======== Stored data
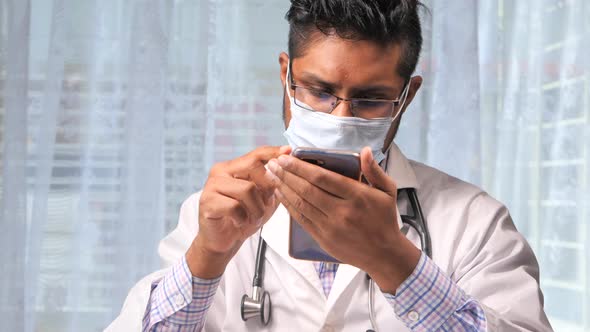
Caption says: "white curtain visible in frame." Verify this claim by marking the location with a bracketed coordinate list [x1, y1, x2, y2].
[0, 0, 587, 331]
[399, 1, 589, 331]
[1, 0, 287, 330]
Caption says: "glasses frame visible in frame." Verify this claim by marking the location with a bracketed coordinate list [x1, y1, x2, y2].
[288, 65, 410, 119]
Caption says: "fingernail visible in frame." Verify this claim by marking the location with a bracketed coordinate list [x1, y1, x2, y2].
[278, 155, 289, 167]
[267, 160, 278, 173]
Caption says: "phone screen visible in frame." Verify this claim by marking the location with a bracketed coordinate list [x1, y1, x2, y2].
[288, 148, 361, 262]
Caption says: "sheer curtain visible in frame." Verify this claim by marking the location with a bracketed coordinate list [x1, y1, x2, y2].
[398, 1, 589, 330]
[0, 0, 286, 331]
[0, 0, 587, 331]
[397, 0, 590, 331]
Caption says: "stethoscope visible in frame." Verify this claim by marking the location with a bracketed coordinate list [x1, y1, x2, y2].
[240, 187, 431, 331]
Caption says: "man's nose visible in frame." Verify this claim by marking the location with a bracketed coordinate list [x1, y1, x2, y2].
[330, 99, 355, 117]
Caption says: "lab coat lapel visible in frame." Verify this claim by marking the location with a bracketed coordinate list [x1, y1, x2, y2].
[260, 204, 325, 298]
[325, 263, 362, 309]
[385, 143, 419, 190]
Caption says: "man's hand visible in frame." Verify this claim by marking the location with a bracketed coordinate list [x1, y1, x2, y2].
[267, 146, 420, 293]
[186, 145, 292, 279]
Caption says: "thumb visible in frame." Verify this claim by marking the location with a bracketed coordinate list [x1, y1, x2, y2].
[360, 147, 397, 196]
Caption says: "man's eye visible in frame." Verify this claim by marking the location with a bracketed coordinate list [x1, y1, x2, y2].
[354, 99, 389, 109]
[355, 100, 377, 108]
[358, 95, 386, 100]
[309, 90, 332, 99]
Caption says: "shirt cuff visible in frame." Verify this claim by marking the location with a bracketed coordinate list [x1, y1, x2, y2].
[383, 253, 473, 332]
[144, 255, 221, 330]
================
======== Stored data
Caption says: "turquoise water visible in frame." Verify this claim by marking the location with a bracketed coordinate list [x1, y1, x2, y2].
================
======== Stored data
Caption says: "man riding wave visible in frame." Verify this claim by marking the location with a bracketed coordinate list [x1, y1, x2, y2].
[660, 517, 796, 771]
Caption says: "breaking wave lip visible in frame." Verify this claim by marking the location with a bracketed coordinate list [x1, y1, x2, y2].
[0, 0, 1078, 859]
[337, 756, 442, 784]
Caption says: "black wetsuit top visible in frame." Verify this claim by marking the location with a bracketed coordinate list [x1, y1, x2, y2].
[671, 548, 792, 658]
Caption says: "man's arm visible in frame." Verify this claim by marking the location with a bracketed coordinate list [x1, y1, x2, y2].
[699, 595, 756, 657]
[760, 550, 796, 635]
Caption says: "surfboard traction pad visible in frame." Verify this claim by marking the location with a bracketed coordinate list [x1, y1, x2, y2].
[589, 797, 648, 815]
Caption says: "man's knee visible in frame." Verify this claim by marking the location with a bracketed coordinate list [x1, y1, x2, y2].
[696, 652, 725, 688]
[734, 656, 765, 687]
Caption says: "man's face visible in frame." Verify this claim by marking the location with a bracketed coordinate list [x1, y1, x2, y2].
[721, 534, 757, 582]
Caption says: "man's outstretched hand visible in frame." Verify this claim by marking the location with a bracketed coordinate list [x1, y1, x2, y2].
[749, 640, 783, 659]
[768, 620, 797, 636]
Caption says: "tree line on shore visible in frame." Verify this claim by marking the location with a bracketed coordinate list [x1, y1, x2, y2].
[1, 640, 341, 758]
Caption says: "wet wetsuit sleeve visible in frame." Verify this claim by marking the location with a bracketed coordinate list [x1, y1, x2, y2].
================
Assignment. Copy out each line of the data above, exactly, if it lies between the line holding "wave lip visible" and the line holding "wetsuit sleeve visible", inclusive; copy no other line.

Task answer.
Caption says: "breaking wave lip visible in frame." Verify this claim by marking the location with a bracketed coordinate list [x1, y1, x2, y2].
[0, 0, 1078, 859]
[337, 756, 442, 784]
Caption says: "black wetsuit top visible in frame." Verify this claim by marking the location with a bracketed coordinate list [x1, y1, x2, y2].
[671, 548, 792, 658]
Caption says: "man's arm visible in frame." Verify this claim by marking the location with a bracketed coordinate list [x1, y1, x2, y2].
[699, 595, 756, 657]
[760, 550, 796, 635]
Caption says: "surfboard traction pad visible in frame." Verify this claim by marking the location with a bracketed coordinate list [x1, y1, x2, y2].
[589, 797, 648, 815]
Caption says: "man's knee visible in frame." Verify this claim by marking the location with a bracketed coordinate list [x1, y1, x2, y2].
[696, 652, 725, 688]
[734, 656, 765, 687]
Caption says: "man's face visible in frame." Verify this claim by marking the location with a bracketed coordinate list [x1, y1, x2, y2].
[721, 534, 757, 582]
Caption says: "man's outstretched hand visible in frame." Verify this claim by marking the location with a bracketed coordinate list [x1, y1, x2, y2].
[749, 640, 783, 659]
[768, 620, 797, 636]
Caption says: "tree line on shore visible in frame." Verify this claim by marking the location with a bracketed coordinate list [x1, y1, x2, y2].
[1, 640, 341, 758]
Caption says: "wet wetsuit sleeve visible in frame." Verify this claim by marking the location with a bracketed coordinate list [x1, y1, x2, y2].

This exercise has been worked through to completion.